— START Entries —
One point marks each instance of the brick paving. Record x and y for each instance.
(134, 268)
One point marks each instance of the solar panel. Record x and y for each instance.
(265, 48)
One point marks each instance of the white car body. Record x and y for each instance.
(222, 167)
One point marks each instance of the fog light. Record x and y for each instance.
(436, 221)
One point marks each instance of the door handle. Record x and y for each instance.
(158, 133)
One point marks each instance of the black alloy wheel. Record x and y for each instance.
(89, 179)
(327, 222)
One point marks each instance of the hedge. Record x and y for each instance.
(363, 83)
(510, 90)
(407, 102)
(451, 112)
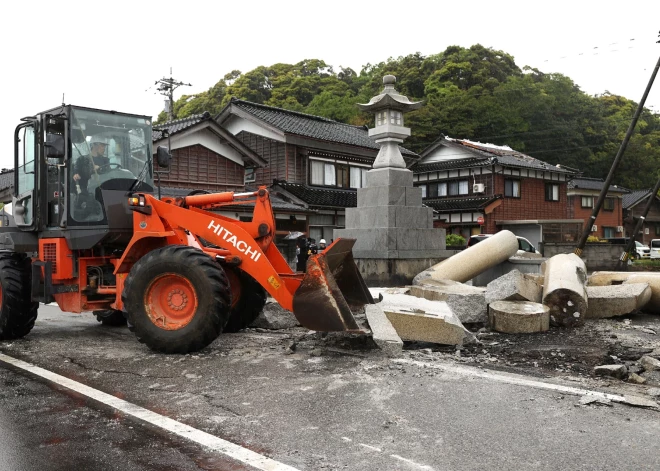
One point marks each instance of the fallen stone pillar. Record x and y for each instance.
(468, 263)
(468, 303)
(518, 317)
(422, 320)
(564, 290)
(616, 300)
(513, 286)
(606, 278)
— END Entries —
Given instruction: Copy every item above word for word, including each point, and leave out the pictures.

Result:
One point marks each instance of the brick paving. Record x and y for each instance.
(134, 268)
One point marks each instance of the solar panel. Record x and y for each instance.
(265, 48)
One point marks each instance of the white car body. Record x and y for each instance.
(222, 167)
One point marks each instance of the fog light. Record x and y for each instance.
(436, 221)
One point marks each instance of the door handle. Record x and y for each instance.
(158, 133)
One point marks each instance of the black alloy wheel. Record x and y for each instance.
(89, 179)
(327, 222)
One point marks each instance of the hedge. Record x and y for each instance.
(363, 83)
(510, 90)
(407, 102)
(451, 112)
One point marks each instance of the fallen stone pillar. Record x and y for each instance.
(468, 263)
(468, 303)
(518, 317)
(422, 320)
(564, 290)
(616, 300)
(513, 286)
(606, 278)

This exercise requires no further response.